- De pagina Brugstraat 9, 11 en 13: De Helm, De Karre en In Nimegen, elders op deze site, zal t.z.t. verwijderd worden. Hierboven is gekozen voor een afzondelijke pagina voor elk van de drie panden.
Het verhaal van de andere huizen in de Brugstraat is in de maak. Voor en na worden nieuwe gegevens toegevoegd, want het onderzoek loopt nog.
Elk pand vertelt zijn eigen verhaal. Globaal genomen zijn de huisplaatsen identiek met de toestand midden 16e eeuw. Na de stadsbrand van 1554 moesten de meeste, zoniet alle huizen nieuw worden opgetimmerd. In die jaren is er dan ook nog geregeld sprake van lege huisplaatsen.
In de Brugstraat woonden kooplieden, maasschippers, herbergiers en brouwermeesters, bakkers en andere neringdoeners. Van het ene huis zijn een stortvloed aan gegevens terug te vinden. Van andere panden en bewoners is nog maar weinig te achterhalen.
Hieronder een voorproefje van hetgeen de archieven kwijtgaven tijdens het onderzoek.
Op de hoek van de Neerstraat met de Brugstraat lag na de stadsbrand van 1554 enkel nog een afgebrande huisplaats (A). Zowat alle huizen in de straat waren door de brand verloren gegaan.
De plaats stond in februari 1555 op naam van de kinderen Kremer. Hun moeder had kort daarvoor afstand gedaan van haar weduwenrecht. Haar zoon Gielis Kremer en vrouw Lysbeth verkochten hun aandeel aan zijn zwager Johan Realt en vrouw Griete Kremer. De plaats grensde, gezien vanuit de Brugstraat, aan de achterkant aan het erf van Stoffer Roeders (D).

+++

OPDRACHT A: Noem alle personen die in de tekst over de Brugstraat met hun naam genoemd worden.
OPDRACHT B: Waarom moesten de meeste huizen in de Brugstraat volgens de tekst over de Brugstraat opnieuw worden opgetimmerd?

[Gegevens voor verwijzende uitdrukkingen]

+++

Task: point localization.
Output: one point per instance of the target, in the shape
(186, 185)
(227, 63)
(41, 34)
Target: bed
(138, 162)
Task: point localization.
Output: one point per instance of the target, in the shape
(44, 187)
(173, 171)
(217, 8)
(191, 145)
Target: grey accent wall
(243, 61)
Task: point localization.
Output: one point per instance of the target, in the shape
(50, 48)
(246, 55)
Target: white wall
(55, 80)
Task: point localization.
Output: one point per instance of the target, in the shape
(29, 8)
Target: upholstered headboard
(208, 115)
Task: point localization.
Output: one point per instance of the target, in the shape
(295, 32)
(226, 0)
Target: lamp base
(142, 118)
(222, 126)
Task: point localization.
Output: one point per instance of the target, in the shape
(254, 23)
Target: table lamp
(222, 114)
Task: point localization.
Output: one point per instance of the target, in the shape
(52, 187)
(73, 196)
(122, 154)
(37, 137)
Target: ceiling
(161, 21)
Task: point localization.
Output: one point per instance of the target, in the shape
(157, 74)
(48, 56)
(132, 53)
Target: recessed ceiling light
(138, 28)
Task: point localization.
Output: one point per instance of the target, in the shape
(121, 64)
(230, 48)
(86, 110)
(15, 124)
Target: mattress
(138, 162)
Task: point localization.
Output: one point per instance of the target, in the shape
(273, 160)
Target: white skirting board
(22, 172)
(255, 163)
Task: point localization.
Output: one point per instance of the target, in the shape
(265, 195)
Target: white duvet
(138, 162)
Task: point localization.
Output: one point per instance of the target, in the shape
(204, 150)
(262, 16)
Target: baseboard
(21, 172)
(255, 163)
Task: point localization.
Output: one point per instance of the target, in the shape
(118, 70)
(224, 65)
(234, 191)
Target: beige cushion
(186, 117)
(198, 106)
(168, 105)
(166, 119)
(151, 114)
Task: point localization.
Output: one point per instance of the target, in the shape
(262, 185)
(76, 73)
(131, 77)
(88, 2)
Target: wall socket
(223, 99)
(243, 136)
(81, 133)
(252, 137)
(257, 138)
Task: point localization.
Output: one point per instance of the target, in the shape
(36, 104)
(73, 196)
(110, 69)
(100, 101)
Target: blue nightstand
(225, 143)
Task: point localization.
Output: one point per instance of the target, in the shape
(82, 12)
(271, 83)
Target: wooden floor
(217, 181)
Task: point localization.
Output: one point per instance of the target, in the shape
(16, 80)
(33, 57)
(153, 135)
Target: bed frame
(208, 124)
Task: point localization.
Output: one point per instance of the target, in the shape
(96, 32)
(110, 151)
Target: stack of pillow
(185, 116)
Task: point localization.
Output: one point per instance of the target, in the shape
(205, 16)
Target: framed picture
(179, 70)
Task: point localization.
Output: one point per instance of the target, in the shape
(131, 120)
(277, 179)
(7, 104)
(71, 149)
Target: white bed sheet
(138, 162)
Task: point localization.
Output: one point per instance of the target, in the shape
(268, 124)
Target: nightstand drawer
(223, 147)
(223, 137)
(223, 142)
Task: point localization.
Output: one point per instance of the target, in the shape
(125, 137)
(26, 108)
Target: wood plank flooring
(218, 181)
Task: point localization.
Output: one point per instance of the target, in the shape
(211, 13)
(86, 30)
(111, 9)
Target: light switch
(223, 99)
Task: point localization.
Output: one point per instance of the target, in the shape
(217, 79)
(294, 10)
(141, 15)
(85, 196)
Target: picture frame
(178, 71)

+++

ANTWOORD A: Gielis Kremer, Lysbeth, Johan Realt, Griete Kremer, Stoffer Roeders

ANTWOORD B: Bij de stadsbrand van 1554 waren zowat alle huizen in de straat verloren gegaan. Daarom moesten de meeste, zo niet alle huizen nieuw worden opgetimmerd.